■ Task to complete ■
Pull out every line in the rows below that contains the word "awning", and copy each one unchanged.

**** Data rows

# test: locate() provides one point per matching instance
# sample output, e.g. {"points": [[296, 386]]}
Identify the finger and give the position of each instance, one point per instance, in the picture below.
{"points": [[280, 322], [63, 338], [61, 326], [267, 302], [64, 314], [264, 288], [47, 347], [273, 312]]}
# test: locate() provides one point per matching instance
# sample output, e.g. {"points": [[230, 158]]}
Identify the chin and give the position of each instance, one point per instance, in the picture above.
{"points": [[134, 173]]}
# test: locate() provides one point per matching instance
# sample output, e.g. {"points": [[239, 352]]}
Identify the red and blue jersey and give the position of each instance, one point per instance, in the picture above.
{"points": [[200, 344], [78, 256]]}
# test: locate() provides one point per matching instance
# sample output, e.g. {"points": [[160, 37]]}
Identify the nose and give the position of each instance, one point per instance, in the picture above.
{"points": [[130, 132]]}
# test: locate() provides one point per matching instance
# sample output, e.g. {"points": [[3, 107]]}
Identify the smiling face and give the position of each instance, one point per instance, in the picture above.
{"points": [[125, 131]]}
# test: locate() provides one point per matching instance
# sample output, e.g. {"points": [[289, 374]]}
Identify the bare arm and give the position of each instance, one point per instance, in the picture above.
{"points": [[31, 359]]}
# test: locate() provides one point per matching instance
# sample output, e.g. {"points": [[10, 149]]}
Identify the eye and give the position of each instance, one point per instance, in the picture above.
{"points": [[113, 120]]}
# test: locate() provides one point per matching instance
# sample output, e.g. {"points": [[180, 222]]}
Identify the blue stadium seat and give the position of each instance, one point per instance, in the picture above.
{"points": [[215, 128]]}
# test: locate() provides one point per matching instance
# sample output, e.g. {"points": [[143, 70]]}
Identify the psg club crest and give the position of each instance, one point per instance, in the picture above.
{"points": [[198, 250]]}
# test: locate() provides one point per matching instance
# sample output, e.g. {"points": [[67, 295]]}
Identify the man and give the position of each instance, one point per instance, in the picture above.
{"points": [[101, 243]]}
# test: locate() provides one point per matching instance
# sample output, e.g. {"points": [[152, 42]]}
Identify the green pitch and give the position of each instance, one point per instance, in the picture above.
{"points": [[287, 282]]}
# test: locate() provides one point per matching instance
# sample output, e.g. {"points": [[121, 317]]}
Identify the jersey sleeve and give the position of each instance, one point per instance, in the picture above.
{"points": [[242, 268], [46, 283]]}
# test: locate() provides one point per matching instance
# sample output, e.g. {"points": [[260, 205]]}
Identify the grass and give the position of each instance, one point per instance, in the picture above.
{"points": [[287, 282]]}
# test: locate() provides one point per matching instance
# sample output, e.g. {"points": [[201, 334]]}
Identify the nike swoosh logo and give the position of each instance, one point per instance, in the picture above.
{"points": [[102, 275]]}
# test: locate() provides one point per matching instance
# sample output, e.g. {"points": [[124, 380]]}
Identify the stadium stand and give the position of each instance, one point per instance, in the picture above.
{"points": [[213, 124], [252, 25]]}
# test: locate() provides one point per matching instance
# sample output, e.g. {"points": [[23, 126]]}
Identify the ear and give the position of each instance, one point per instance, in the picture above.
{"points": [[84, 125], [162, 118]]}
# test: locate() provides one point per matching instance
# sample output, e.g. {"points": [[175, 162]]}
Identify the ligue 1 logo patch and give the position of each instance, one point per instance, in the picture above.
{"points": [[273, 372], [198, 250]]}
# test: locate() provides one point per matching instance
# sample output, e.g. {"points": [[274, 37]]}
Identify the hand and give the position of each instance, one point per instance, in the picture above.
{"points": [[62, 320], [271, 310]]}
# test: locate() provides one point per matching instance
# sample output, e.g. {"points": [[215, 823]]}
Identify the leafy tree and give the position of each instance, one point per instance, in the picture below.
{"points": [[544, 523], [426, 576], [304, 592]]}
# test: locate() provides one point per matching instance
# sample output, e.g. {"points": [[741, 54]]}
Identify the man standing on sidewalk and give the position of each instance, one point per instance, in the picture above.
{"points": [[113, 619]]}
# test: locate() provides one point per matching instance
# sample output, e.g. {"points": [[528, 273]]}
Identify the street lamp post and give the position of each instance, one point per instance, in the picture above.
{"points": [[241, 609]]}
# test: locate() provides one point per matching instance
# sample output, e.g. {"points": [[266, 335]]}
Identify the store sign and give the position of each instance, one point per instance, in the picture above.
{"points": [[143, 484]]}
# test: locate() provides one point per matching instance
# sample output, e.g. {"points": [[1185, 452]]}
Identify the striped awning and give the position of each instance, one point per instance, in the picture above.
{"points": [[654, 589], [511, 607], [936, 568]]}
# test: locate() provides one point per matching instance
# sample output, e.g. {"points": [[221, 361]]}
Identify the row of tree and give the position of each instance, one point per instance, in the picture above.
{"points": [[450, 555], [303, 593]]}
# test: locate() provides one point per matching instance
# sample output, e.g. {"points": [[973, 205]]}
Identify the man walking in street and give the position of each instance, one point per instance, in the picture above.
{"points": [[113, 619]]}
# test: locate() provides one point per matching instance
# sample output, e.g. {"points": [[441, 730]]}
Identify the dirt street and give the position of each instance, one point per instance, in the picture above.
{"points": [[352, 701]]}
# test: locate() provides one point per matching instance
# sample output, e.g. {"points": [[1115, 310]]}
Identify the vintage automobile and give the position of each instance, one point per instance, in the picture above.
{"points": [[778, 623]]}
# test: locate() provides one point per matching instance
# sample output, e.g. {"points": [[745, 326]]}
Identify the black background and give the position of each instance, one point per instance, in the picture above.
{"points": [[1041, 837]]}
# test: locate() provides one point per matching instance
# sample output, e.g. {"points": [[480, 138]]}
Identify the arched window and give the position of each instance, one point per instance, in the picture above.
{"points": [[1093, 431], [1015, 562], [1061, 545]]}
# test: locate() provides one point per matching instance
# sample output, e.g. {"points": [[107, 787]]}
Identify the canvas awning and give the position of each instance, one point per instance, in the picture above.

********

■ Result for this exercise ■
Identify the striped awning and give the position of each instance, one point per instance, in the picture above.
Identify the canvas awning and give the position of each instance, one point per instance, in the picture above.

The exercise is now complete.